_Direction 1_
In the political commentary, which Chick-fil-A figure is named as having adopted the activism?
_Direction 2_
Copy the lines of the records word for word, starting at the line containing "Does any mooring" and ending at the line containing "[146,32,163,67]".

Progressives have found a good measure of success in taking advantage of the good nature of conservatives.  For instance, on matters of racial reconciliation, groups like Black Lives Matter played on this good nature.  They introduced ideas like Critical Race Theory, which convinced conservatives desperate for societal reconciliation that their philosophical solutions like anti-racism are the cure for societal ills.  Their activism was adopted by even corporate Christian stalwarts like Chick-fil-A's Dan Cathy.  Lacking the firm spiritual and moral foundation of their predecessors, conservatives adopted the self-flagellation of the anti-racists to their own detriment.

At some point in recent history, the political left declared war on the political right.  What once was a battle for cultural influence turned into a battle of outright political suppression.  It was during the first term of the Obama administration that we began to see a sharp divergence in the political poles, and by Obama's second term, it was apparent he was targeting political opposition with IRS harassment, ATF gun-running, and DOJ spying.

_Information provided_
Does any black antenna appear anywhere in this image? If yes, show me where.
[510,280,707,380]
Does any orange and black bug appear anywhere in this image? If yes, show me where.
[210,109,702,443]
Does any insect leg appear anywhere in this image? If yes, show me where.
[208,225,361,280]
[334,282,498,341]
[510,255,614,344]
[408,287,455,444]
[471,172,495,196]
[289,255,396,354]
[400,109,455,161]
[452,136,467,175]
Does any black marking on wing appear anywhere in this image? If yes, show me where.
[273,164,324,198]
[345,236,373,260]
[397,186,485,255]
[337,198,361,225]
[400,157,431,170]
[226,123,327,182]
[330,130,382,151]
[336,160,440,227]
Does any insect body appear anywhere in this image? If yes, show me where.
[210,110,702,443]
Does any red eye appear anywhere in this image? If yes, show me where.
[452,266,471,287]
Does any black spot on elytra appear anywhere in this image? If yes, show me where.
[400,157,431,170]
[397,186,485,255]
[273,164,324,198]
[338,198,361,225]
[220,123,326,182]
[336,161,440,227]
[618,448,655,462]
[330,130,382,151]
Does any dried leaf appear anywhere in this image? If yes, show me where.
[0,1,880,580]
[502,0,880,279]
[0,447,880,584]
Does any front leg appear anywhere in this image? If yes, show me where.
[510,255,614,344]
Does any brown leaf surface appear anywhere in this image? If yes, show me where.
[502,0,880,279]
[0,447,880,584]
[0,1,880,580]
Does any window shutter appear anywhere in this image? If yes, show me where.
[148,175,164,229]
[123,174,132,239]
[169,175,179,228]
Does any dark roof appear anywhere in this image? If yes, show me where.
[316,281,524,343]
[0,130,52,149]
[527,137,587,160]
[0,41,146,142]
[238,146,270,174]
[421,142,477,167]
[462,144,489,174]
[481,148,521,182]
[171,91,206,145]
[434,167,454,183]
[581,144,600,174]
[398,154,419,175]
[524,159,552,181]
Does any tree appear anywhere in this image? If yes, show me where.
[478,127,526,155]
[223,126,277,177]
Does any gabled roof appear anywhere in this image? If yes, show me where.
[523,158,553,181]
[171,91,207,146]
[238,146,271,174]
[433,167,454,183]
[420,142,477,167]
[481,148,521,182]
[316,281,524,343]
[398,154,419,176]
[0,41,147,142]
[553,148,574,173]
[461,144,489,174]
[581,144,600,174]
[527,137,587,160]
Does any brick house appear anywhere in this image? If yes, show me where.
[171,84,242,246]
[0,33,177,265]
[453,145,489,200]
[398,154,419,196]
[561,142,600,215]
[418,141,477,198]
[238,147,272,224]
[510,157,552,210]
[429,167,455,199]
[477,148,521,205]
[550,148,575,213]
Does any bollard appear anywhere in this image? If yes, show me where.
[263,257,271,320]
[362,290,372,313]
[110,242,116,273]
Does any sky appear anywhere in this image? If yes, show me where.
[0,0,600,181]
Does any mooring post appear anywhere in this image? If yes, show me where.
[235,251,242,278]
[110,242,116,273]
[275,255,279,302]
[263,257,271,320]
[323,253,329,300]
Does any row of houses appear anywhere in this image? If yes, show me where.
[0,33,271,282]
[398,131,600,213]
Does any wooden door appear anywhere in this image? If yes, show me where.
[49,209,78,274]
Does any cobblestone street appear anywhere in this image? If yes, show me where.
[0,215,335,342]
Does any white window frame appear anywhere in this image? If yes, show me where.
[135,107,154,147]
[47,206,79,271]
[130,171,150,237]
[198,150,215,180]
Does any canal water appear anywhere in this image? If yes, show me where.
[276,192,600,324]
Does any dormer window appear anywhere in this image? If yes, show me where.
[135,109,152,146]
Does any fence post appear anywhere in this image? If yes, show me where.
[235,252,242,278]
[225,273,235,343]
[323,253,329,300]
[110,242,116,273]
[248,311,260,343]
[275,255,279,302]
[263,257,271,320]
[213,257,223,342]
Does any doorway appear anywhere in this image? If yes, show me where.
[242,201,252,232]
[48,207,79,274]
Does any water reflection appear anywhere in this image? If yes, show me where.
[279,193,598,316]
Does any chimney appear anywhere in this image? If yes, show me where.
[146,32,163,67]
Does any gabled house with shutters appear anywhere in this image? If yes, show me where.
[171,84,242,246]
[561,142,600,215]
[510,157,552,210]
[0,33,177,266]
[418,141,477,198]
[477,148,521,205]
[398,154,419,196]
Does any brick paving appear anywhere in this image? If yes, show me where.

_Task result 1_
Dan Cathy

_Task result 2_
Does any mooring post appear anywhere in this image? If yes, show me where.
[235,251,242,278]
[110,242,116,273]
[275,255,279,302]
[263,257,271,320]
[323,253,329,300]
Does any row of houses appear anywhere in this image? If yes, show me where.
[0,33,271,282]
[398,131,600,213]
Does any wooden door appear anywhere in this image? If yes, show me where.
[49,209,78,274]
Does any cobblestone street appear anywhere in this image? If yes, show me where.
[0,215,335,342]
Does any white window frame appear anywhere in this image? If yes, show me where.
[135,107,154,147]
[47,206,79,271]
[130,171,150,237]
[198,150,215,180]
Does any canal water appear anywhere in this image? If yes, show me where.
[276,192,600,324]
Does any dormer window appear anywhere in this image? If yes, show me where.
[135,109,152,146]
Does any fence post appear anywhere in this image? If yes, show me where.
[235,252,242,278]
[225,273,235,343]
[323,253,329,300]
[110,242,116,273]
[248,311,260,343]
[275,255,279,302]
[263,257,271,320]
[213,257,223,342]
Does any doorway appear anywhere in this image? If yes, show me where.
[242,201,252,232]
[48,207,79,274]
Does any water reflection appear anywhere in this image? If yes, show me where.
[279,193,598,316]
Does any chimney appear anywhere in this image? If yes, show me where.
[146,32,163,67]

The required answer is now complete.